▸ **TASK DETAILS**
Check every line of the data below for the word "panel" and say how many have it, without further comment.

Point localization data
----------------------------------------

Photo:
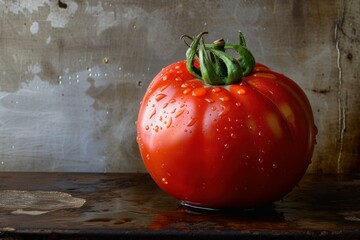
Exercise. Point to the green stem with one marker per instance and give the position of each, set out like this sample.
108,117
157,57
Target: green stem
216,66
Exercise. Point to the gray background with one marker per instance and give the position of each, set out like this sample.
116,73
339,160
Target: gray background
72,73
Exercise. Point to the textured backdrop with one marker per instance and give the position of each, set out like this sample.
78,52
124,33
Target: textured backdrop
72,73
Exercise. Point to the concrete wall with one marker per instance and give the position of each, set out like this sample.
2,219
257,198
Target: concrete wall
72,73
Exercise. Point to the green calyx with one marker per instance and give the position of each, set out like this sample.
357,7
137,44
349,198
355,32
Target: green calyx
216,66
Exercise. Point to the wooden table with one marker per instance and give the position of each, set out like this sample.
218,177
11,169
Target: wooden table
131,206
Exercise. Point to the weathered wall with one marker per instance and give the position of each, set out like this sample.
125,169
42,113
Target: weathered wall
72,73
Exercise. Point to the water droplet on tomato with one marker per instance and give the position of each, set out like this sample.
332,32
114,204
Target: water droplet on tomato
163,87
179,113
187,90
153,113
156,128
160,96
169,123
199,92
224,110
224,98
216,90
164,181
191,122
241,91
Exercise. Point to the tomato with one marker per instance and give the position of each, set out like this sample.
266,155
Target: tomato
225,146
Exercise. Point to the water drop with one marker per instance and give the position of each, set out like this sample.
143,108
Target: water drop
163,87
224,98
187,90
216,90
160,96
169,123
199,92
191,122
153,113
164,181
179,113
241,91
224,110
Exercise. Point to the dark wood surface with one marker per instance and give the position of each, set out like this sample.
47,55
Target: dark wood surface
131,206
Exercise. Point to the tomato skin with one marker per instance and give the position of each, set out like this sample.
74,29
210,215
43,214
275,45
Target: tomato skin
241,145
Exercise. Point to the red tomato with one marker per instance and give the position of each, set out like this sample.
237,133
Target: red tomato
240,145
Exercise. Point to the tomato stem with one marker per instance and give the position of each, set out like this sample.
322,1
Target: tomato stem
216,66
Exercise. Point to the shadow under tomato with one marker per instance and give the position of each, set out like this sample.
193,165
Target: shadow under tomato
186,218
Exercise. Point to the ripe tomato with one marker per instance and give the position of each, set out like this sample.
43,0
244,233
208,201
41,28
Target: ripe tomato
239,145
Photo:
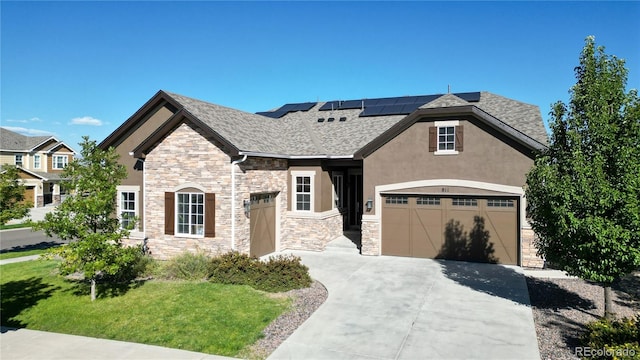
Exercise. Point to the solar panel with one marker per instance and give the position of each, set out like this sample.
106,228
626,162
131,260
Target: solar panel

----------------------------------------

▸ **REPLY TO THE TASK**
2